Copy the data below, swapping "each instance" for "every instance" everywhere it appears and leaving everything else unchanged.

____

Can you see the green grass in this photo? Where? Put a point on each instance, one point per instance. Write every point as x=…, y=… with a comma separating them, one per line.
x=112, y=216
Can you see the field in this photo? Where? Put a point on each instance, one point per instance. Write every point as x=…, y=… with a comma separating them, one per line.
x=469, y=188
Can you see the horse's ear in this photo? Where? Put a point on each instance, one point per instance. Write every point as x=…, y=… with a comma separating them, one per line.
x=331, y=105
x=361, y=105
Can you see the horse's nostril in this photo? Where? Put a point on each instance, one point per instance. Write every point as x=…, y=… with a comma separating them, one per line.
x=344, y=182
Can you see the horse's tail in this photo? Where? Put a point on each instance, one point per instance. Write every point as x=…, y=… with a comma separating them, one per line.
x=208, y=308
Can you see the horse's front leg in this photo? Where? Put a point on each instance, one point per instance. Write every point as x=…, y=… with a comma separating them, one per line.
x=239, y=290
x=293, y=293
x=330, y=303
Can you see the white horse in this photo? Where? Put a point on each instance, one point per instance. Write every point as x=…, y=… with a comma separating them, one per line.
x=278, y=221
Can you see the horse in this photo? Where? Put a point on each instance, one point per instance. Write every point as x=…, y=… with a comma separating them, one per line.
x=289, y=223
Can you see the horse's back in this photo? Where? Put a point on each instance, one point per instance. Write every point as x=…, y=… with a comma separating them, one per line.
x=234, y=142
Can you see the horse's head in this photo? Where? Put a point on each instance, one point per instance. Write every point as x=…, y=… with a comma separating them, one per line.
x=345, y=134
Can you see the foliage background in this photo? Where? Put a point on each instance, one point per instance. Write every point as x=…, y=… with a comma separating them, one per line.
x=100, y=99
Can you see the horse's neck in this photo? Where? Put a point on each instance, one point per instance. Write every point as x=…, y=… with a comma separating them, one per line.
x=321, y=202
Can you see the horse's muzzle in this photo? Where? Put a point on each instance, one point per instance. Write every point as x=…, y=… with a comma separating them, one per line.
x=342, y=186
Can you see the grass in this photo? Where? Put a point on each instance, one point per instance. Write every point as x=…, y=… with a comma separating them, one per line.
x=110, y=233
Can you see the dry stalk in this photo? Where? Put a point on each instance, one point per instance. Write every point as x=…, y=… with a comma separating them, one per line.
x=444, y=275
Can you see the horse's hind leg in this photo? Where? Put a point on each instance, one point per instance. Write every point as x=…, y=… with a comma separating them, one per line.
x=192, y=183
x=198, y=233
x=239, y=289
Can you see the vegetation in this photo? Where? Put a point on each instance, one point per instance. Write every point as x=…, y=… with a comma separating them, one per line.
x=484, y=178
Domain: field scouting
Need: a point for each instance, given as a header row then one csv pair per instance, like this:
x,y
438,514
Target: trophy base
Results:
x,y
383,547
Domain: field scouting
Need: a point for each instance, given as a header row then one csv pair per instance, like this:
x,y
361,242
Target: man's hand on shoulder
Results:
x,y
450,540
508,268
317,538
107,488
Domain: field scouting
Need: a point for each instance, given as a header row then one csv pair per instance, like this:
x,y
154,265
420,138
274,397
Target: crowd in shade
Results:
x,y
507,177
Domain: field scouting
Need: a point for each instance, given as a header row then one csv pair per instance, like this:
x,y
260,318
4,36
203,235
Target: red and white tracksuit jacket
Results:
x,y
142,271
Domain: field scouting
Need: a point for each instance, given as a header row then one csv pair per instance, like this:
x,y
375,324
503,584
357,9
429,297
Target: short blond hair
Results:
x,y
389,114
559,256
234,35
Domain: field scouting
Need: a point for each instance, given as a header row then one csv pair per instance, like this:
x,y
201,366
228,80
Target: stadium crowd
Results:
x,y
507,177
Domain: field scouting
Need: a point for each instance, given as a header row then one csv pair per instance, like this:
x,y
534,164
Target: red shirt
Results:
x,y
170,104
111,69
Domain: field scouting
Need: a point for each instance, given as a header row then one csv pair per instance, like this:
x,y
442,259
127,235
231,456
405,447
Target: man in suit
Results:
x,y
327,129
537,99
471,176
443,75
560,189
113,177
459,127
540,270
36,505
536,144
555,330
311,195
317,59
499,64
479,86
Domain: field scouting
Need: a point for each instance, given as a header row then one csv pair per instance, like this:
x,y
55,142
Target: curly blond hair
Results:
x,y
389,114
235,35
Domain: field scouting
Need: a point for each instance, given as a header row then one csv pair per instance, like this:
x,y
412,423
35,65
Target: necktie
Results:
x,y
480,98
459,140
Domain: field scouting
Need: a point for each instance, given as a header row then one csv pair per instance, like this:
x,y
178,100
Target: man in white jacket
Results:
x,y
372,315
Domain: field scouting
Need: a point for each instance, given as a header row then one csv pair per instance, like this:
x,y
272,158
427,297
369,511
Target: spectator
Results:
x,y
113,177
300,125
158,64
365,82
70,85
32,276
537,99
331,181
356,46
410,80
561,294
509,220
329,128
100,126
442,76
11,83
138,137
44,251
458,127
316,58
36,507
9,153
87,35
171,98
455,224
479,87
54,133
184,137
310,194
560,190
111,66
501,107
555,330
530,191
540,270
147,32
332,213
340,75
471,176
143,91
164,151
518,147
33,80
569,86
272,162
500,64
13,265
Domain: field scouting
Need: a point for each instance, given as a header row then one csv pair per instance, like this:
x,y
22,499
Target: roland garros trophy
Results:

____

#### [The answer]
Can you see the green grass in this photo? Where? Put a point on every instance, one point per instance. Write every point as x=…, y=… with a comma separating them, one per line.
x=112, y=216
Can you see the field in this photo? Where? Put a point on every instance, one point per instance. Write every point as x=…, y=… with a comma separating them, one per line.
x=469, y=188
Can you see the horse's ear in this photo? Where? Put a point on every instance, one point per instance. Write every point as x=…, y=… with a comma separating them, one per line.
x=331, y=105
x=361, y=105
Can you see the horse's nostril in this photo? Where? Put a point on every instance, one point per instance. Write every point as x=…, y=… with a comma separating them, one per line.
x=344, y=182
Can you see the horse's tail in this photo? Where? Put a point on every instance, one point per instance. Write every point as x=…, y=… with a comma separating them, one per line.
x=208, y=308
Can you see the horse's front leg in this photo? Where? Put a point on every instance, one point per instance. Write every point as x=…, y=… with a comma separating them, one per line.
x=239, y=290
x=293, y=293
x=330, y=303
Can you see the white horse in this photo? Where? Put a point on every instance, one point per instance. Write every point as x=…, y=… with a comma separating them, one per line.
x=278, y=221
Can you see the horse in this photo? Where? Put a point on every instance, one point per instance. Write every point as x=…, y=… with a comma separating them, one per line.
x=289, y=223
Can you see the horse's back in this photo? Where? Put a point on every instance, one point per instance. Write every point as x=…, y=… with a comma separating them, one per line.
x=234, y=142
Can you see the horse's head in this photo? Where? Put a point on every instance, one point per instance. Write every point as x=…, y=… with a comma separating them, one per line.
x=345, y=134
Can you see the foliage background in this photo? Where? Put a point on every instance, one point per instance. Write every point as x=…, y=… with a comma separating them, one per line.
x=100, y=99
Can you see the horse's neck in this photo? Where? Put a point on every instance, one point per instance. Write every point as x=…, y=… with a comma separating them, one per line.
x=321, y=202
Can you see the horse's muzzle in this photo? Where? Put a point on every instance, one point per instance. Write every point as x=…, y=… with a comma separating them, one per line.
x=342, y=186
Can you see the grass in this photo? Where? Put a point on every instance, one point per instance. Write every point as x=…, y=… with a comma separating them, one per line.
x=110, y=233
Can you see the dry stalk in this photo? Where? Put a point on every instance, one point per instance. Write every point as x=…, y=… with a comma separating them, one per line.
x=444, y=275
Can you see the horse's hind leg in this photo? Where? Put a point on every instance, one point per instance. Write every point as x=…, y=… with a comma separating them, one per line.
x=192, y=183
x=198, y=233
x=239, y=289
Can you see the vegetation in this photo? Where? Put a point on every instance, one point per instance. Write every point as x=…, y=… with a comma separating them, one per line.
x=484, y=178
Domain: field scouting
Need: a point for every instance, given as a header row then one csv pair per instance, like this:
x,y
438,514
Target: trophy base
Results:
x,y
383,547
Domain: field scouting
Need: a point for every instance, given as a header row then one csv pair per instance, like this:
x,y
361,242
Target: man's hand on shoulder
Results:
x,y
450,540
508,268
317,538
107,488
Domain: field scouting
Need: a point for every instance, given as a header row then one csv pair per instance, like this:
x,y
154,265
420,138
274,397
Target: crowd in shade
Results:
x,y
507,177
Domain: field scouting
Need: a point for every instance, given as a header row then one csv pair per instance, like this:
x,y
260,318
4,36
203,235
Target: red and white tracksuit jacket
Results:
x,y
142,271
Domain: field scouting
Need: a point for every instance, given as a header row then one csv pair per instance, like this:
x,y
375,324
503,584
357,9
429,297
Target: short blond hair
Results:
x,y
389,114
559,256
234,35
Domain: field scouting
Need: a point for every instance, given as a header row then one csv pair per instance, like this:
x,y
201,366
228,80
Target: stadium crowd
Results:
x,y
507,177
Domain: field scouting
Need: a point for every instance, given as a header row then one csv pair per instance, like this:
x,y
534,164
Target: red shirt
Results:
x,y
170,104
111,69
Domain: field scouting
Need: a point for every instance, given as a header row then one csv pair per instance, like this:
x,y
442,259
127,235
231,456
405,447
Target: man in suit
Results:
x,y
327,129
537,99
471,176
443,75
560,189
113,177
459,127
540,270
36,505
536,144
555,330
311,195
317,59
499,64
479,86
Domain: field scouting
Need: a point for every instance, given as a header row then one csv pair per instance, like this:
x,y
55,142
Target: curly blond hair
Results:
x,y
389,114
235,35
Domain: field scouting
Need: a point for every instance, given as a header row then one csv pair per instance, like this:
x,y
412,423
35,65
Target: necktie
Results:
x,y
480,98
459,140
Domain: field scouting
Need: a point for every instance, given as a header row then one csv pair per instance, like this:
x,y
178,100
Target: man in white jacket
Results:
x,y
372,315
Domain: field scouting
Need: a point for every instance, given as a header row then one csv pair per instance, like this:
x,y
272,158
427,297
369,511
Target: spectator
Results:
x,y
113,177
300,125
158,64
365,82
70,85
32,276
537,99
331,181
356,46
410,80
561,294
509,220
329,128
100,126
442,76
11,83
138,137
44,251
458,127
316,58
36,507
9,153
87,35
171,98
455,224
479,87
54,133
184,137
310,194
560,190
111,66
501,107
555,330
530,191
540,270
147,32
332,213
340,75
471,176
143,91
164,151
518,147
33,80
569,86
272,162
500,64
13,265
Domain: field scouting
Need: a point for every instance, given as a header row then one csv pair per instance, like this:
x,y
22,499
Target: roland garros trophy
Results:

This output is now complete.